AIM:
Arrange every line of the material below as a Markdown table with the columns Row and Line, numbering the rows in order and leaving out any blank lines.

Items in a dataset
━━━━━━━━━━━━━━━━

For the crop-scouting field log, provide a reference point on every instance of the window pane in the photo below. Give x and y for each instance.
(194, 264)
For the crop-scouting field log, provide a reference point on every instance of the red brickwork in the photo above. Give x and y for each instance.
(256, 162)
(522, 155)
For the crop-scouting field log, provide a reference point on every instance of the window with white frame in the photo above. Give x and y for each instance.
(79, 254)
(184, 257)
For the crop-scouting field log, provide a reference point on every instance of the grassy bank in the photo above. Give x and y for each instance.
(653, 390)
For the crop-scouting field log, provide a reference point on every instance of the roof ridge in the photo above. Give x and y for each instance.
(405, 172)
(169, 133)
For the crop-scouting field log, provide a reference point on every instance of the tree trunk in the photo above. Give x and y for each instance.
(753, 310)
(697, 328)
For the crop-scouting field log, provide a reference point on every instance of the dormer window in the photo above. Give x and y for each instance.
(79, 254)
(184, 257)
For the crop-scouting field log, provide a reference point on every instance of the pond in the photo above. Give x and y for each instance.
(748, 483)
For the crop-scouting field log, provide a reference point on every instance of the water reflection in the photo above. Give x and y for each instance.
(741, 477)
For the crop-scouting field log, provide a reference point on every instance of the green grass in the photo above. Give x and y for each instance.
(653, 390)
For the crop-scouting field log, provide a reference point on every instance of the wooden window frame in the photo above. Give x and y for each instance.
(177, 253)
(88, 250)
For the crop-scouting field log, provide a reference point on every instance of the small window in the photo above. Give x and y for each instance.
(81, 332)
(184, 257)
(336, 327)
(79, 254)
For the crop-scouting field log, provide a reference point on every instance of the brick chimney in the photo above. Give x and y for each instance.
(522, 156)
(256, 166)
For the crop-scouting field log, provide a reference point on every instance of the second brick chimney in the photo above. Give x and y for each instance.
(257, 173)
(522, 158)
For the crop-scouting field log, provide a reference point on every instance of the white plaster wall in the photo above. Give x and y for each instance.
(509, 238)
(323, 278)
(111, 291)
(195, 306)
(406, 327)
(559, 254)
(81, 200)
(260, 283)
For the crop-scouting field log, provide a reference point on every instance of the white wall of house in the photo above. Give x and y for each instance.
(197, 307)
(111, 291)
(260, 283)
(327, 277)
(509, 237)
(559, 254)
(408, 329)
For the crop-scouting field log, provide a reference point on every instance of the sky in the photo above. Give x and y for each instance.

━━━━━━━━━━━━━━━━

TASK ANSWER:
| Row | Line |
|---|---|
| 1 | For the crop-scouting field log, provide a reference point on every instance of the window pane in the photo below. Give x and y for each instance. |
| 2 | (194, 264) |
| 3 | For the crop-scouting field log, provide a reference point on every instance of the red brickwork in the photo above. Give x and y for each instance. |
| 4 | (256, 162) |
| 5 | (522, 155) |
| 6 | For the crop-scouting field log, provide a reference point on every instance of the window with white frame in the photo above. Give x and y for each instance. |
| 7 | (79, 254) |
| 8 | (184, 257) |
| 9 | For the crop-scouting field log, provide a reference point on every instance of the grassy bank in the photo above. Give x and y for each instance. |
| 10 | (653, 390) |
| 11 | For the crop-scouting field log, provide a reference point on every instance of the roof ridge in the photo above. Give x and y for each instance. |
| 12 | (405, 172) |
| 13 | (169, 133) |
| 14 | For the crop-scouting field log, provide a reference point on every instance of the tree trunk in the photo above. Give x and y for each instance. |
| 15 | (753, 310) |
| 16 | (697, 328) |
| 17 | For the crop-scouting field log, provide a reference point on every instance of the dormer window in the photo above. Give x and y for each instance. |
| 18 | (79, 254) |
| 19 | (184, 257) |
| 20 | For the crop-scouting field log, provide a reference point on every instance of the pond in the photo above. Give x and y for each instance. |
| 21 | (748, 483) |
| 22 | For the crop-scouting field log, provide a reference point on every instance of the water reflection in the photo above. Give x and y for each instance. |
| 23 | (741, 477) |
| 24 | For the crop-scouting field log, provide a reference point on every instance of the green grass in the photo above. Give x and y for each instance. |
| 25 | (653, 390) |
| 26 | For the crop-scouting field log, provide a reference point on every instance of the wooden window frame in the photo above. Give x and y for each instance. |
| 27 | (177, 253) |
| 28 | (88, 250) |
| 29 | For the crop-scouting field log, provide a reference point on every instance of the small window in the photo above. Give x and y for each instance. |
| 30 | (81, 332) |
| 31 | (184, 257) |
| 32 | (336, 327) |
| 33 | (79, 254) |
| 34 | For the crop-scouting field log, provide a reference point on every instance of the brick chimney in the photo above. Give x and y for each instance. |
| 35 | (522, 156) |
| 36 | (256, 166) |
| 37 | For the crop-scouting field log, provide a reference point on every instance of the second brick chimney in the photo above. Give x and y for each instance. |
| 38 | (257, 173) |
| 39 | (522, 158) |
| 40 | For the crop-scouting field log, provide a reference point on every instance of the white plaster wall in the photo above. Give x and y for each instance. |
| 41 | (509, 238) |
| 42 | (323, 278) |
| 43 | (111, 291) |
| 44 | (195, 306) |
| 45 | (406, 327) |
| 46 | (559, 254) |
| 47 | (81, 200) |
| 48 | (260, 283) |
| 49 | For the crop-scouting field log, provide a reference point on every instance of the white wall of house in the photo above. Give x and y for each instance. |
| 50 | (197, 307) |
| 51 | (111, 291) |
| 52 | (260, 283) |
| 53 | (327, 277) |
| 54 | (509, 237) |
| 55 | (559, 254) |
| 56 | (408, 329) |
| 57 | For the crop-scouting field log, provide a reference point on every instance of the sky in the photo above. Give x and y for each instance. |